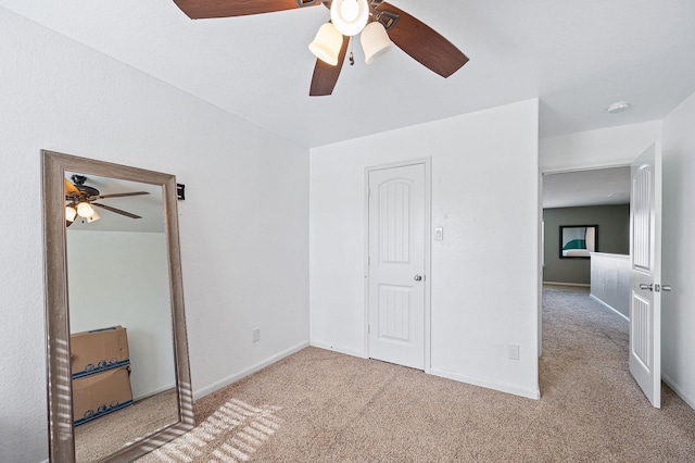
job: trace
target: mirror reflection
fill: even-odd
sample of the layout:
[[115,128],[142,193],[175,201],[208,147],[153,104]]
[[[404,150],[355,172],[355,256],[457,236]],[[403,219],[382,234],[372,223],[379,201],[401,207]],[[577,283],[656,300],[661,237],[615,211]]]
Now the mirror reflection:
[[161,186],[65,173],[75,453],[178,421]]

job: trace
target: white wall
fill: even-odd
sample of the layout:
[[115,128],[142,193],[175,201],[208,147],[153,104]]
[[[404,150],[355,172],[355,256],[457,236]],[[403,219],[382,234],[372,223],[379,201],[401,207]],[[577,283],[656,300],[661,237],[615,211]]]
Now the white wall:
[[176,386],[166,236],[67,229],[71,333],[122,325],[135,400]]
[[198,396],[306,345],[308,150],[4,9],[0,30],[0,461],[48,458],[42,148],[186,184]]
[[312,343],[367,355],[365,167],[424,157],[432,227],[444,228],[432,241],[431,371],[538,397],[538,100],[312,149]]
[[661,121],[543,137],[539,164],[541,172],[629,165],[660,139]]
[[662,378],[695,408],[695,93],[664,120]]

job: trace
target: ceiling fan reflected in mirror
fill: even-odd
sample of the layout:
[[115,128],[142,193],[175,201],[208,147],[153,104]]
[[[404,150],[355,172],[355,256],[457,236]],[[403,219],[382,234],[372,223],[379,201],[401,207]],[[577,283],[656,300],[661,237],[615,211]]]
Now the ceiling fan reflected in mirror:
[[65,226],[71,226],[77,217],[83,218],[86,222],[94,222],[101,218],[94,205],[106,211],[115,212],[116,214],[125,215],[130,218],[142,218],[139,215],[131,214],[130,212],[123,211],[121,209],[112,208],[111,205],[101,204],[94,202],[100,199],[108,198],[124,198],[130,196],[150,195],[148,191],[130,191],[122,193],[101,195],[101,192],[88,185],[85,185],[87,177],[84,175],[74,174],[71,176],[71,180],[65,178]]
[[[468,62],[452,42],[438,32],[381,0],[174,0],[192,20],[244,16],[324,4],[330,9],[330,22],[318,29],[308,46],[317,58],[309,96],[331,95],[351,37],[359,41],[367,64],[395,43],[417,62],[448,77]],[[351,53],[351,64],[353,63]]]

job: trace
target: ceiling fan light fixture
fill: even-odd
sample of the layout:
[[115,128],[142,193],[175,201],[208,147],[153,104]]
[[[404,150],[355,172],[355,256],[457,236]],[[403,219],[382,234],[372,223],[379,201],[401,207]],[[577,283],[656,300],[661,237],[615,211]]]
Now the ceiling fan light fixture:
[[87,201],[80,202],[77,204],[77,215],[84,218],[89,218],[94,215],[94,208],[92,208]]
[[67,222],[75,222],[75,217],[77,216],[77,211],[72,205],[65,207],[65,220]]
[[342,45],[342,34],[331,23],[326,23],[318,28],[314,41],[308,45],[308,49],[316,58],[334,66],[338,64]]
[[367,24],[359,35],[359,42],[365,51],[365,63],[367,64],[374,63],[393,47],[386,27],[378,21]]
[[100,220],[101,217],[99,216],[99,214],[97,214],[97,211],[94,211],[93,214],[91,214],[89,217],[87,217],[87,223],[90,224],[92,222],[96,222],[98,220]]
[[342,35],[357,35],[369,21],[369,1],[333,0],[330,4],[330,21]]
-- -- --
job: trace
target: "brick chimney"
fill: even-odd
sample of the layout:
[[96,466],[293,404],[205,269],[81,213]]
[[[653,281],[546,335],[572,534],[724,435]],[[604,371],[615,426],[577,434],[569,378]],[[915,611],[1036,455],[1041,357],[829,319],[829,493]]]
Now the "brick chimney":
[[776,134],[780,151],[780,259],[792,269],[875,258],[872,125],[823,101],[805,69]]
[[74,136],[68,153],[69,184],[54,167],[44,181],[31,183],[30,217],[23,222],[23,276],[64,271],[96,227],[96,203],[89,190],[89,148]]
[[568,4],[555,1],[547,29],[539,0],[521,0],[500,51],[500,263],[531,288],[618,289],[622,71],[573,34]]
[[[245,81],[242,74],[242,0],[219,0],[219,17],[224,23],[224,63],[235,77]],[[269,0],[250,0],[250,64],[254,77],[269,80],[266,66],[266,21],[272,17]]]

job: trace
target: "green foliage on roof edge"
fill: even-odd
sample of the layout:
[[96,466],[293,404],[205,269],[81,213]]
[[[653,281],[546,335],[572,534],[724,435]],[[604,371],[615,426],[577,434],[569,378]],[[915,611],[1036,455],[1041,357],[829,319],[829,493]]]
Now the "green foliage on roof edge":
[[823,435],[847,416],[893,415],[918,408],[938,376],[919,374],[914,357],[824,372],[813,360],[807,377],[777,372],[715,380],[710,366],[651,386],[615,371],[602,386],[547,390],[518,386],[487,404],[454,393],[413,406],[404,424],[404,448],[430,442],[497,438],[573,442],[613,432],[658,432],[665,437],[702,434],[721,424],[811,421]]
-- -- --
#### [Aim]
Locate each line in the records that contains the string "target" and copy those lines out in order.

#### [Task answer]
target: mirror reflection
target: white wall
target: ceiling fan reflected in mirror
target: ceiling fan light fixture
target: "brick chimney"
target: "green foliage on roof edge"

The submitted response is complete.